----- MATERIAL FOR THE TASK

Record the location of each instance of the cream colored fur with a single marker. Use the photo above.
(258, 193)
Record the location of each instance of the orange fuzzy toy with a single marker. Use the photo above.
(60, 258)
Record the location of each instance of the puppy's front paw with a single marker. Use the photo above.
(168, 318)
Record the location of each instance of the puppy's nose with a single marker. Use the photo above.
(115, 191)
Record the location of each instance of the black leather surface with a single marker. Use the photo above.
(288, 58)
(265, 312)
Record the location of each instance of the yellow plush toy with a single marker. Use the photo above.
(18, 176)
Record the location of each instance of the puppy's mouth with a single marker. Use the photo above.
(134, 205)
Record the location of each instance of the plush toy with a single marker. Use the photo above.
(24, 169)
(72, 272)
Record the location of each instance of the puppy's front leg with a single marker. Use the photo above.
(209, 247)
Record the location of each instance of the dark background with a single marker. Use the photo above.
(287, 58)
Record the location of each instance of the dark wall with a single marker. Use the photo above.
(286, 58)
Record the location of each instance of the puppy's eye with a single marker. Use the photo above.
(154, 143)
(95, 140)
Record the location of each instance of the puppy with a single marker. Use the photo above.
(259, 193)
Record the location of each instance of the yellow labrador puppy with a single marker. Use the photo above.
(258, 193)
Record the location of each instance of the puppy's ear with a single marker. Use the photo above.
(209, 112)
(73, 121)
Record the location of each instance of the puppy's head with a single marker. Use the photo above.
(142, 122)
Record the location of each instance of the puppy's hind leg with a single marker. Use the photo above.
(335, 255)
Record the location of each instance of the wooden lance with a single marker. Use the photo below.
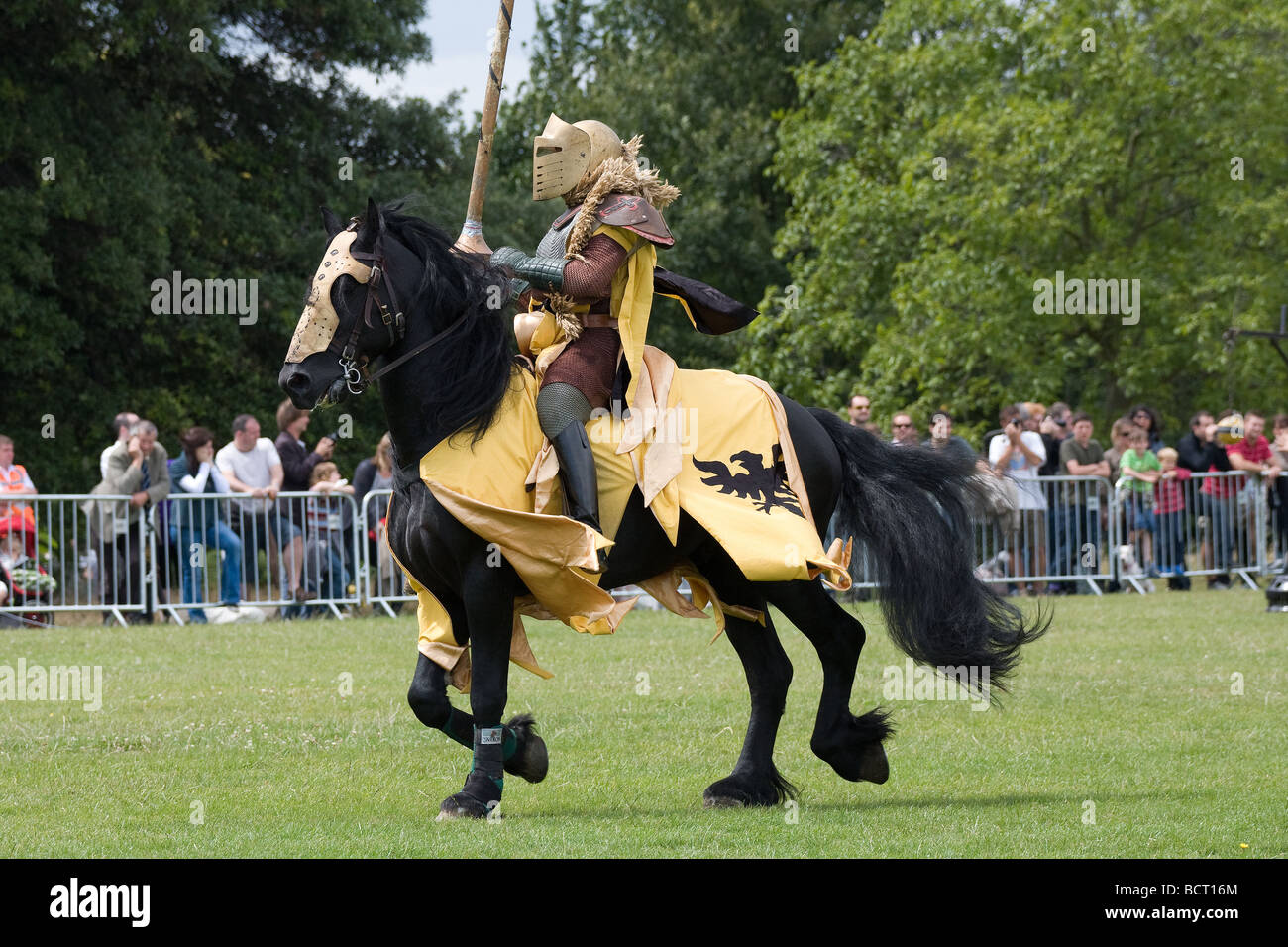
(472, 232)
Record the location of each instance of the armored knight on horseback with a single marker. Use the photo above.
(585, 295)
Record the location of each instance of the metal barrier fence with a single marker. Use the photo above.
(1211, 525)
(1081, 531)
(196, 553)
(381, 579)
(207, 549)
(73, 553)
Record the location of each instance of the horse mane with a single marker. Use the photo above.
(472, 371)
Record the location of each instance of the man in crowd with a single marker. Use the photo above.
(140, 467)
(1018, 453)
(252, 466)
(14, 480)
(1199, 453)
(941, 437)
(1080, 521)
(1254, 457)
(861, 414)
(121, 424)
(297, 462)
(905, 433)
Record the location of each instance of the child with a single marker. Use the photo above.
(1170, 510)
(1138, 471)
(323, 541)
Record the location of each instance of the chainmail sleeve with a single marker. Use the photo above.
(592, 277)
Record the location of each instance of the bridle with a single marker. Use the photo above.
(395, 324)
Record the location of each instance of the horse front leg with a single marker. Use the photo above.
(523, 749)
(488, 608)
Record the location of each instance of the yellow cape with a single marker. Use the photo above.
(699, 441)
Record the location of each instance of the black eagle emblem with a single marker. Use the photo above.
(767, 486)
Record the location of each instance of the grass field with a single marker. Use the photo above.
(1124, 711)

----------

Output the material verbatim, skipping the images.

Record the location of each instance of the cream colored fur with a single marker. Use the photo above.
(258, 193)
Record the location of each instance of the orange fuzzy toy with a single marker. Use the photo above.
(60, 258)
Record the location of each instance of the puppy's front paw with a single marker. Use the photo above.
(168, 318)
Record the location of each instance of the puppy's nose with a single marker. Use the photo above.
(115, 191)
Record the location of each instance of the black leather surface with a single marker. Use the photo above.
(288, 58)
(265, 312)
Record the location of each instance of the yellow plush toy with a single marker. Use the photo above.
(18, 176)
Record the location of each instance of the puppy's mouth with a single marker. Use the photo above.
(134, 205)
Record the location of each instance of the plush toy with a single marker. Use the photo above.
(24, 169)
(72, 272)
Record the location of each instance of the puppy's front leg with a single marker. Use the photo above.
(209, 247)
Record the location of each instance of the dark background with a single marker. Use the photo above.
(287, 58)
Record the location of each instance of the dark wall with a single marker. Use the photo above.
(286, 58)
Record the location of each instance of the puppy's eye with a single marker. Use the photo above.
(154, 143)
(95, 140)
Record the location of each instance of the puppy with a single marker. Use the photo above.
(259, 193)
Record the location of each instance of the yellow labrador puppy with a single marker. Use the photo above.
(258, 193)
Record the location of each instance of the puppy's ear with a single marker. Use the photo above.
(209, 112)
(73, 121)
Record the location of each instance of the puppy's head with a single marker. Use the photo above.
(142, 122)
Record the location of each instance of the puppy's hind leg with a single marker. Use the photo above.
(335, 255)
Record the location of each instance of the wooden lance with a single marker. Use the photo below.
(472, 232)
Record the location of each instance of the armored knight on horseback with a single marker. Use the photo above.
(585, 295)
Record the location of each instance of the metal barrier fence with a single marker. Use the photo above.
(1211, 525)
(1081, 531)
(196, 553)
(381, 579)
(207, 549)
(73, 553)
Record the location of each instance of the horse mane with a single marker. Use the photo above.
(472, 371)
Record the location of each instance of the man in crowd with a single marker. Use the photo above.
(140, 467)
(1018, 453)
(252, 466)
(14, 480)
(1199, 453)
(941, 437)
(1080, 521)
(1254, 457)
(861, 414)
(121, 424)
(297, 462)
(905, 433)
Record the location of each instance of the child with a single marker. Use the photo above.
(1170, 510)
(1138, 471)
(323, 541)
Record the location of each instance of the chainmail sleeve with a single marker. Use the photo above.
(592, 277)
Record the location of each instance of the bridle with a single marker. Use the photo above.
(395, 324)
Record the location of each instance of the horse front leg with a single marker. Use the photo above.
(523, 749)
(488, 608)
Record the location of each instance of the yellow cape with a single marker. Use the photo above.
(699, 441)
Record the location of each instance of the black eagle emblem with a single marker. Use the photo above.
(767, 486)
Record the location of each instance of the grass field with a single marker. Use the photo above.
(1124, 711)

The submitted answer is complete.